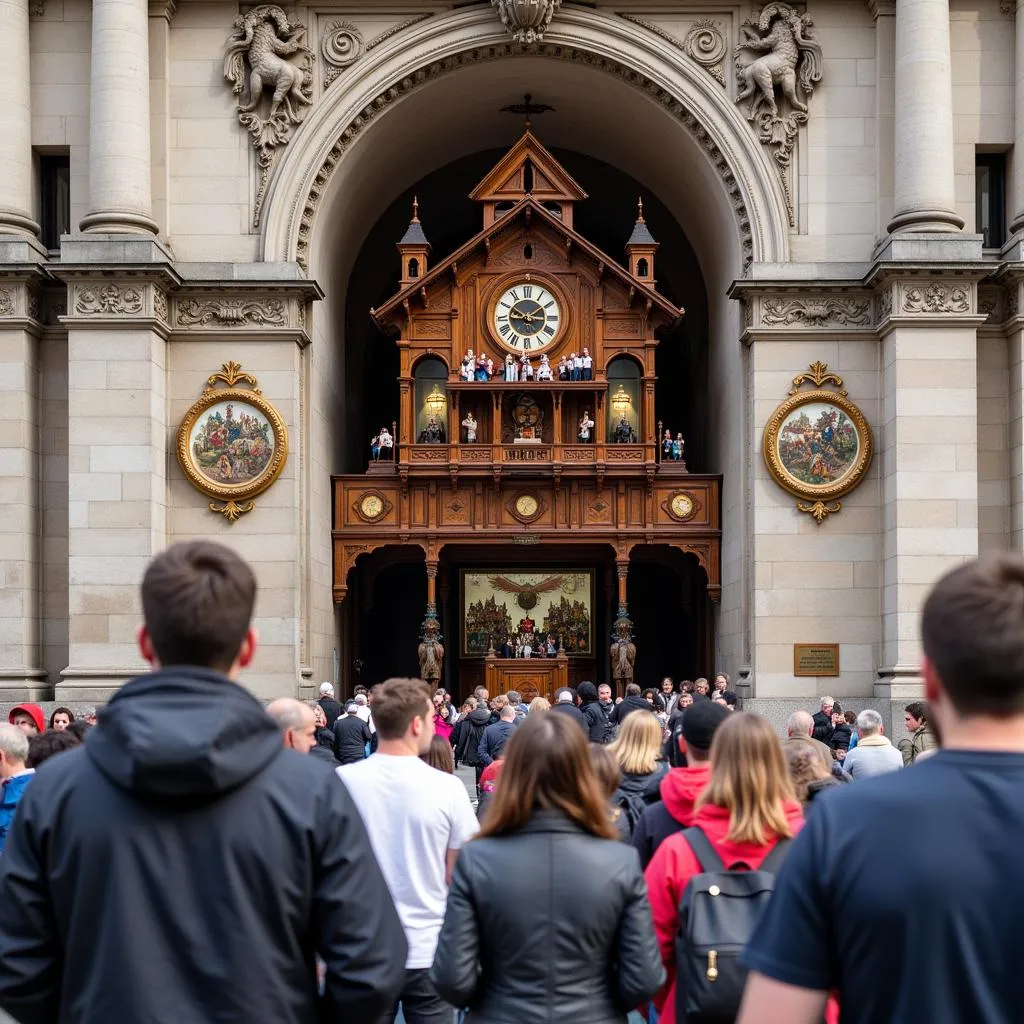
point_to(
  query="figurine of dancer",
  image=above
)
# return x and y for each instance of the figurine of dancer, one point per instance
(585, 431)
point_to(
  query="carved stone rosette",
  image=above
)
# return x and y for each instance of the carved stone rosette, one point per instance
(270, 72)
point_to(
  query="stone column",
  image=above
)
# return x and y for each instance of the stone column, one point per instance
(120, 179)
(1017, 186)
(929, 452)
(15, 123)
(924, 150)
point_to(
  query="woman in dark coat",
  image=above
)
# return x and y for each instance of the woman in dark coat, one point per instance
(597, 957)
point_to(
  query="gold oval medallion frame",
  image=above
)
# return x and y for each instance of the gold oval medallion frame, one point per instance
(822, 496)
(236, 498)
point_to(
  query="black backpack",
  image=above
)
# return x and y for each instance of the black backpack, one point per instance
(718, 912)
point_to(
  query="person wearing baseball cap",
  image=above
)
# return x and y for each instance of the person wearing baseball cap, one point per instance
(681, 786)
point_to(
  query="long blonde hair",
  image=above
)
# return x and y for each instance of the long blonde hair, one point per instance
(750, 778)
(638, 743)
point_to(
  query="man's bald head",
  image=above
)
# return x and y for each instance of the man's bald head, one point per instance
(800, 724)
(298, 727)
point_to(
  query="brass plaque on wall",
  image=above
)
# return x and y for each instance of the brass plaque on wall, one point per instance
(815, 658)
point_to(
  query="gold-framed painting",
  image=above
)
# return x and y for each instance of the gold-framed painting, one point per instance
(499, 605)
(232, 442)
(817, 444)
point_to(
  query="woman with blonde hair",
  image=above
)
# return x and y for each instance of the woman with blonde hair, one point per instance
(638, 751)
(509, 953)
(745, 809)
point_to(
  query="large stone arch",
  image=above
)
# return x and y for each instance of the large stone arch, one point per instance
(442, 45)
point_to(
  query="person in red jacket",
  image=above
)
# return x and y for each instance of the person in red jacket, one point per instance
(748, 806)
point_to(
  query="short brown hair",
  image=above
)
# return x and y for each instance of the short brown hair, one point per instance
(198, 601)
(548, 767)
(972, 631)
(397, 702)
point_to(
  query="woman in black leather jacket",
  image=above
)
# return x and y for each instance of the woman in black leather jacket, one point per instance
(550, 945)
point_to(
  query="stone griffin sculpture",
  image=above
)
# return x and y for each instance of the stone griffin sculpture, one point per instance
(431, 652)
(624, 651)
(792, 61)
(260, 55)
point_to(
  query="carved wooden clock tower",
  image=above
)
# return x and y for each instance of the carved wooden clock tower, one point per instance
(526, 386)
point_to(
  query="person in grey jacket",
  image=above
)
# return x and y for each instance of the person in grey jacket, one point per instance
(598, 955)
(873, 755)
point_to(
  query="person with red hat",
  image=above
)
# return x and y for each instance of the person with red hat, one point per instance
(29, 718)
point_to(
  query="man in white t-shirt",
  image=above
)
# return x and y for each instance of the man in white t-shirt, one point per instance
(418, 818)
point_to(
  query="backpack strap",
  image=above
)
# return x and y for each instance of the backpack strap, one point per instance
(773, 861)
(707, 855)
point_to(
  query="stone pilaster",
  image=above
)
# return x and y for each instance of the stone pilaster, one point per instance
(15, 123)
(22, 676)
(924, 143)
(929, 450)
(118, 455)
(120, 179)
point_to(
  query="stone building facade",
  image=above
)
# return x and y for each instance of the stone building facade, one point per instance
(193, 183)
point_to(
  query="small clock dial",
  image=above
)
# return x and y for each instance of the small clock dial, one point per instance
(372, 506)
(526, 506)
(527, 317)
(682, 506)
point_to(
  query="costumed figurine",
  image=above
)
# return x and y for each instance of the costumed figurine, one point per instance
(432, 433)
(586, 429)
(624, 652)
(430, 652)
(624, 432)
(382, 446)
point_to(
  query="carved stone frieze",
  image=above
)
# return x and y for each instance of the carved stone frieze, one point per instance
(310, 202)
(938, 297)
(341, 46)
(792, 62)
(231, 312)
(706, 44)
(265, 53)
(816, 312)
(526, 20)
(108, 300)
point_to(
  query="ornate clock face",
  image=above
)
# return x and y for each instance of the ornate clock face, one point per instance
(372, 506)
(682, 506)
(527, 317)
(526, 506)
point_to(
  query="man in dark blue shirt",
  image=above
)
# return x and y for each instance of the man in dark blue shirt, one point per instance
(903, 894)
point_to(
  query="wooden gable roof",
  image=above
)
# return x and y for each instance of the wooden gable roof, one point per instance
(505, 180)
(522, 212)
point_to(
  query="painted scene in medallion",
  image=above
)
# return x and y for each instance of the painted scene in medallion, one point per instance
(500, 606)
(818, 443)
(231, 442)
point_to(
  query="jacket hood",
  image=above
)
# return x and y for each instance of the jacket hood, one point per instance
(182, 733)
(681, 787)
(34, 711)
(715, 821)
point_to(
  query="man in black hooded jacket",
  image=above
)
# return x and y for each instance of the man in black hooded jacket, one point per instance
(182, 864)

#### [ASSIGNMENT]
With images left out, the data must be transcribed exactly.

#### [SOLUTION BELOW]
point_to(
  query="figurine of dancer",
  image=above
)
# return x and y for each instance of the figurine of dancer, one point per instance
(585, 431)
point_to(
  query="carved stone rosette",
  image=above
)
# return x and y for each instance of the carved stone rosette, one point per instance
(270, 72)
point_to(
  query="stone column",
  image=above
)
# return x and y for each instance of the stone column, one point per instance
(120, 179)
(1017, 186)
(929, 452)
(15, 123)
(924, 150)
point_to(
  query="woman in dark coat",
  image=above
)
# return x and y for each instance of the woman in dark coat, one point per instance
(597, 957)
point_to(
  query="gold oval medallion frame",
  image=above
)
# return x and y for each instance of the gold oval medallion frame, one point per instance
(822, 496)
(236, 498)
point_to(
  query="black backpack",
  image=above
)
# return x and y for each instance of the black backpack, one point per instance
(718, 912)
point_to(
  query="person wearing baseball cap",
  image=above
)
# return x and y for each instance of the person wearing baseball cap, one point per instance
(681, 786)
point_to(
  query="long blonde hair",
  image=above
)
# return x and y for each instance of the long blonde hair, one point per instance
(750, 778)
(638, 743)
point_to(
  query="man's bald head",
  image=above
)
# return x and y for each instance of the man's bald head, one point per instance
(800, 724)
(298, 727)
point_to(
  query="brass plaque on wall",
  image=above
)
# return x and y for each instance of the brass plaque on wall, one point per instance
(815, 658)
point_to(
  query="gold-framed painting",
  image=above
)
# return x and y for each instance of the gold-framed painting, one point per instance
(499, 605)
(232, 442)
(817, 444)
point_to(
  query="woman with blonde hair",
  image=above
)
# return x and y for each instance of the woman with blonde hair, one point per instance
(638, 751)
(509, 953)
(745, 809)
point_to(
  query="large stone arch",
  image=above
)
# return x and y for each instance of the large stone arch, one point per instance
(442, 45)
point_to(
  query="person in red jacket",
  image=above
)
# return x and y for each instance of the person in red jacket, one point per instance
(748, 806)
point_to(
  query="short brown hair",
  image=above
)
# return x and y for each instance of the short brown hair, one point per instance
(198, 601)
(548, 767)
(972, 631)
(397, 702)
point_to(
  query="woman in black leather jacket",
  image=above
)
# return x and y for each instance of the woman in black leather jacket, one point per instance
(550, 945)
point_to(
  query="stone griffin sculpture",
  image=above
)
# return x and y for each instance of the stone griffin sculpture, one point per instance
(431, 652)
(624, 651)
(792, 61)
(260, 55)
point_to(
  query="carved wooden clock tower",
  image=above
)
# return x and y for each instance of the carved wooden clock tower, one point per instance
(526, 386)
point_to(
  query="person in grey jacket",
  image=above
)
# return x and y for each instance of the person in grey jacket, one point per instance
(598, 955)
(873, 755)
point_to(
  query="person with red hat",
  image=above
)
# return x and y for each instance of the person with red hat, one point per instance
(29, 718)
point_to(
  query="man in white t-shirt",
  image=above
)
# return x and y for each instance of the man in white t-shirt, one point per instance
(418, 818)
point_to(
  query="backpack strap",
  image=above
)
# return x and y for each instance of the backpack strap, one point per instance
(773, 861)
(707, 855)
point_to(
  query="stone pilaster",
  image=above
)
# return x and y for each instance of the stone pilaster, one point per instance
(15, 123)
(22, 676)
(924, 143)
(929, 450)
(118, 455)
(120, 179)
point_to(
  query="stone building facade",
  image=above
)
# return x and y for each instance of the stone building facade, one point per instance
(193, 183)
point_to(
  query="small clock dial",
  image=above
)
# return x and y for each instance of the small clock dial, one point per instance
(372, 506)
(526, 506)
(527, 317)
(682, 506)
point_to(
  query="costumed figurine",
  image=above
)
# return x and y for each instance of the costumed figurine, one point per instance
(432, 433)
(586, 429)
(624, 652)
(430, 652)
(624, 432)
(382, 446)
point_to(
  query="carved stone frieze",
  image=above
)
# return x and y for each instance of the carved stone frieze, one point per instance
(310, 202)
(938, 297)
(341, 46)
(792, 62)
(231, 312)
(706, 44)
(265, 53)
(816, 312)
(526, 20)
(108, 300)
point_to(
  query="ornate clock face",
  image=above
)
# return x and y for each instance of the ornate clock face, one point per instance
(372, 506)
(682, 506)
(527, 317)
(526, 506)
point_to(
  query="man in dark blue shirt",
  image=above
)
# return x and y for each instance of the man in dark blue shirt, one point per instance
(903, 894)
point_to(
  query="wooden gable roof",
  image=above
)
# return x and y for each instance of the wooden gable roof, one point per instance
(505, 180)
(522, 212)
point_to(
  query="painted scene in medallion",
  image=above
)
# return x and y for each instance of the painted scene in medallion, one point per instance
(500, 606)
(818, 443)
(231, 442)
point_to(
  query="jacket hood",
  image=above
)
# return x and y for each instance of the jacket hood, one point per instance
(182, 733)
(681, 787)
(34, 711)
(715, 821)
point_to(
  query="man in black hooded jacket",
  image=above
)
# return x and y for each instance of the man in black hooded jacket, one point per instance
(182, 864)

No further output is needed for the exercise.